YOUR GOAL:
Pull every line from the records that has the word "Query" in it.

GIVEN RECORDS:
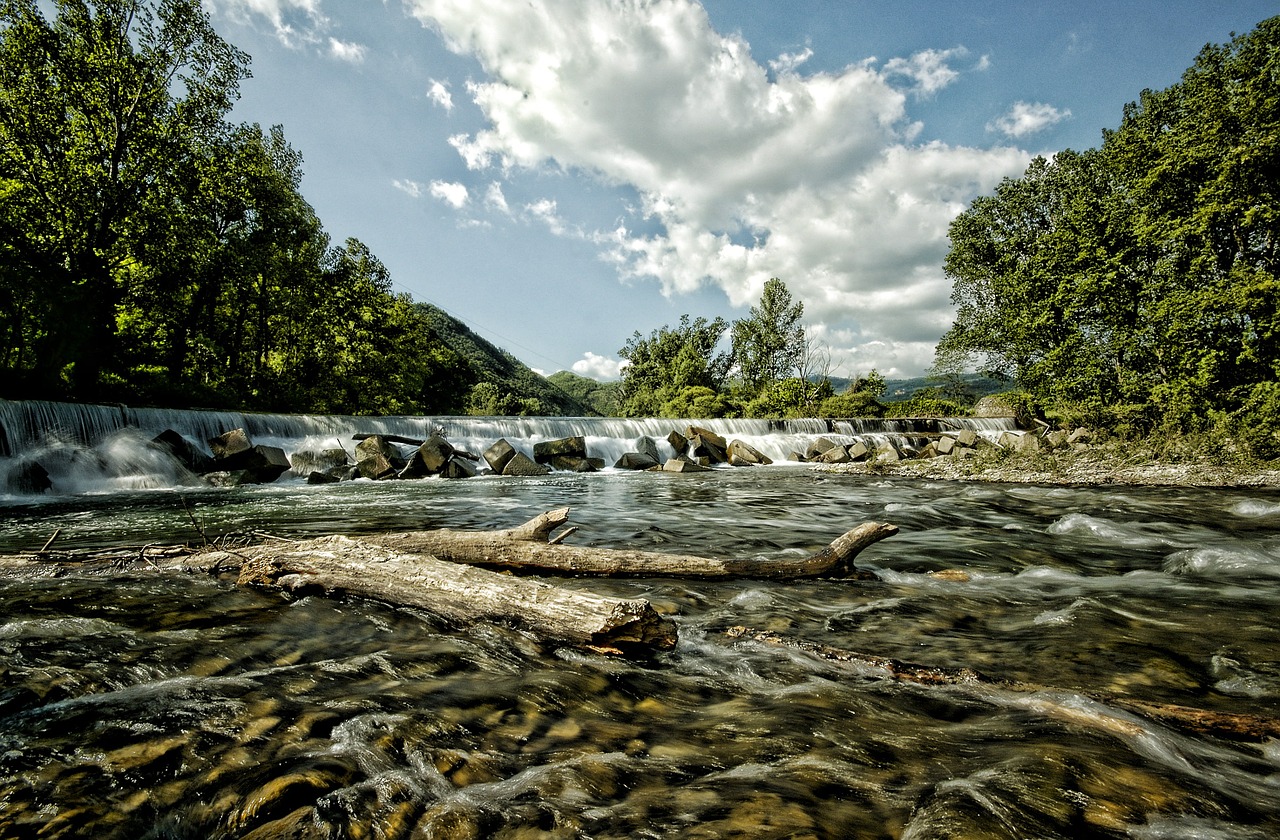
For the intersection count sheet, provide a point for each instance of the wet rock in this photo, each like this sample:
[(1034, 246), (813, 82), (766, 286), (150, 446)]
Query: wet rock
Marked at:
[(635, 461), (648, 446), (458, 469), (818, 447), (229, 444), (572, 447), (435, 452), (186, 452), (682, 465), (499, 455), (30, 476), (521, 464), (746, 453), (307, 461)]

--

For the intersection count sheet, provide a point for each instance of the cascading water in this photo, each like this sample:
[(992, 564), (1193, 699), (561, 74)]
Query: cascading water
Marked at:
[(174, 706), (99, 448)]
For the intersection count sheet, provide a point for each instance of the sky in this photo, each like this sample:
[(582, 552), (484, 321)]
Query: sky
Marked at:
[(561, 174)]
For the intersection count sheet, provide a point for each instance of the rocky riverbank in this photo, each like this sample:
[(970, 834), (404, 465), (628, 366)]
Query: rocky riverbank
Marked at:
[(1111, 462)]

FINISHED EXERCISE:
Query: wet rock
Query: cascading water
Query: sky
Query: rocky riverbank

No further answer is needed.